** SOURCE DOCUMENT follows **
Sailor's Holiday is a 1929 American pre-Code sound comedy film directed by Fred C. Newmeyer and produced and distributed by Pathé Exchange. The film was also released in a silent version.

==Plot==
Based upon a review in a film magazine, the Captain of a battleship calls the crew aft to the fantail to announce their shore leave, with the mischievous sailors Adam Pike and Shorty looking forward to spending time at a Pacific amusement park, trying to avoid their nemesis, a boatswain's mate. They meet Molly Jones, who is looking for her brother, but after they also see a professional crier pulling the same gag, the boys think that Molly is also a phony. Adam has brought along his parrot. The bird is responsible for a rumpus in a restaurant that causes Molly to be taken as a pickpocket, although it is the two boys who have innocently pulled the pinch on the bos'n in one of their countless tricks in eluding him. Taking a taxi, they cruise around while Shorty watches the meter, knowing he has no cash in his pocket. Later the bos'n is found to be Sally's missing brother, and they end up in Mrs. Pike's diner for a fine home cooked meal.

==Cast==
- Alan Hale as Adam Pike
- Sally Eilers as Molly Jones
- George Cooper as Shorty
- Paul Hurst as Jimmylegs
- Mary Carr as Mrs. Pike
- Charles Clary as Captain
- Jack Richardson as Captain
- Natalie Joyce as The Fast Worker
- Phil Sleeman as Her Secretary
- Ray Cooke as Sailor in Cafe (uncredited)
** End of SOURCE DOCUMENT **
YOUR GOAL. Repeat the part of the film article starting at "Sailor's Holiday is" and ending at "a silent version.", word for word. The items that come next are separate material with no connection to the film article.
** DATA EXCERPTS follows **
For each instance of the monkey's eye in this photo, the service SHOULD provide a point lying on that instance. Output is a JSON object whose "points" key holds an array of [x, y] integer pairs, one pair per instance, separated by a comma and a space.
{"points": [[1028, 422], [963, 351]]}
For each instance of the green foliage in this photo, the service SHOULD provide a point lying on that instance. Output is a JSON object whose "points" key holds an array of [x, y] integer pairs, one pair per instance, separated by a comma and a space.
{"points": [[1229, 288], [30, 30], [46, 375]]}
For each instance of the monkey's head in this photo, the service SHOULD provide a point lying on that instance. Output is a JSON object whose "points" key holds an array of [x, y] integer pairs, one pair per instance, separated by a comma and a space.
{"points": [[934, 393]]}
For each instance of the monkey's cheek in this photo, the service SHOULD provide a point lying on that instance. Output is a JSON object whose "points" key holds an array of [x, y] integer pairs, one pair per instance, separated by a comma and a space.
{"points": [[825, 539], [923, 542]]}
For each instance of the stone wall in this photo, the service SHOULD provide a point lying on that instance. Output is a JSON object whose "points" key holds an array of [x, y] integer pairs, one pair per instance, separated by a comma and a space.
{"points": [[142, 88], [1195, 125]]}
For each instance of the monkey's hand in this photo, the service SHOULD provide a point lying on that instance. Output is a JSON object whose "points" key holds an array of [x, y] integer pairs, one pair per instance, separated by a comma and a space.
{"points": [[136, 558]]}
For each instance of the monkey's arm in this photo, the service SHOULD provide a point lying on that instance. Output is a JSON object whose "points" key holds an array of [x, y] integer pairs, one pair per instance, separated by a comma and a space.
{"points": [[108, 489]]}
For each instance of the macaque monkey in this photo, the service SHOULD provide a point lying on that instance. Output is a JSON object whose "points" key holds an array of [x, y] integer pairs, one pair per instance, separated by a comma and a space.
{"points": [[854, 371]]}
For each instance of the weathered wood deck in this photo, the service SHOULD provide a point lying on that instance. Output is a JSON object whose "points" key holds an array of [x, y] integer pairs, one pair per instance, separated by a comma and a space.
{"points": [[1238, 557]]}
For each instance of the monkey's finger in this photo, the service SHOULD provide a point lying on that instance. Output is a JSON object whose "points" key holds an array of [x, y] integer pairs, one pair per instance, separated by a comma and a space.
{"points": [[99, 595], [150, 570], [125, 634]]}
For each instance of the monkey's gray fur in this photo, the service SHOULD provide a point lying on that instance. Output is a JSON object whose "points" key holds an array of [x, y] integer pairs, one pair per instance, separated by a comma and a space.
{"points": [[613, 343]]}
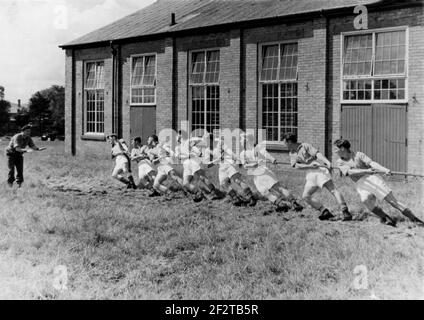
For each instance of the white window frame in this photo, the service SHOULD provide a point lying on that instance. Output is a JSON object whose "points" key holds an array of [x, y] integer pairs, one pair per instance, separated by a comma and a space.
{"points": [[278, 143], [373, 78], [204, 85], [85, 89], [141, 87]]}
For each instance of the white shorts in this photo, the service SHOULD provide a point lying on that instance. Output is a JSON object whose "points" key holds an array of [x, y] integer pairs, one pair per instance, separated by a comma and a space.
{"points": [[318, 177], [144, 169], [164, 169], [372, 185], [226, 171], [265, 181], [121, 166], [191, 166]]}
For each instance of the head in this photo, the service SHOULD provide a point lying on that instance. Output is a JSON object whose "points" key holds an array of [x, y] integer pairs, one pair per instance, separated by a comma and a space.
{"points": [[342, 148], [137, 142], [112, 138], [153, 140], [291, 141], [247, 140], [26, 130]]}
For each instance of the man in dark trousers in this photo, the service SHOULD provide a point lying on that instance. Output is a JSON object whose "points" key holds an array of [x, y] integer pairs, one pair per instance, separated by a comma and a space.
{"points": [[14, 152]]}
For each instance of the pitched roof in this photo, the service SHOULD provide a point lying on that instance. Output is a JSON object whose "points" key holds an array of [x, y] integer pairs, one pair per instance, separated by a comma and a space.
{"points": [[193, 14]]}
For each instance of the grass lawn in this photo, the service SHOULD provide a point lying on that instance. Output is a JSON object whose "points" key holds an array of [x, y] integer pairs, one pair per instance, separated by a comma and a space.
{"points": [[119, 244]]}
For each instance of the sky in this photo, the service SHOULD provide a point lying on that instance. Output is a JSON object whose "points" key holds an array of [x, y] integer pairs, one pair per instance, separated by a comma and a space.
{"points": [[32, 30]]}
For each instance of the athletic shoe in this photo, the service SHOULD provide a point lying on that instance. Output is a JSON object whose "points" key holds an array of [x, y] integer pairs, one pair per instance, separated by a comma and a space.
{"points": [[388, 221], [282, 207], [252, 202], [346, 216], [154, 193], [296, 206], [198, 197], [326, 215]]}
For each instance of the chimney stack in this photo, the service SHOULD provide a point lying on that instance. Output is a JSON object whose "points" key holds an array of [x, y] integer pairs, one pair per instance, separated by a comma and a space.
{"points": [[173, 19]]}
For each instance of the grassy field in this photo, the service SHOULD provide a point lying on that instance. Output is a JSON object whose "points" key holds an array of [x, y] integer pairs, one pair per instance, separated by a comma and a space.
{"points": [[119, 244]]}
** End of DATA EXCERPTS **
ANSWER TO THE PROBLEM.
Sailor's Holiday is a 1929 American pre-Code sound comedy film directed by Fred C. Newmeyer and produced and distributed by Pathé Exchange. The film was also released in a silent version.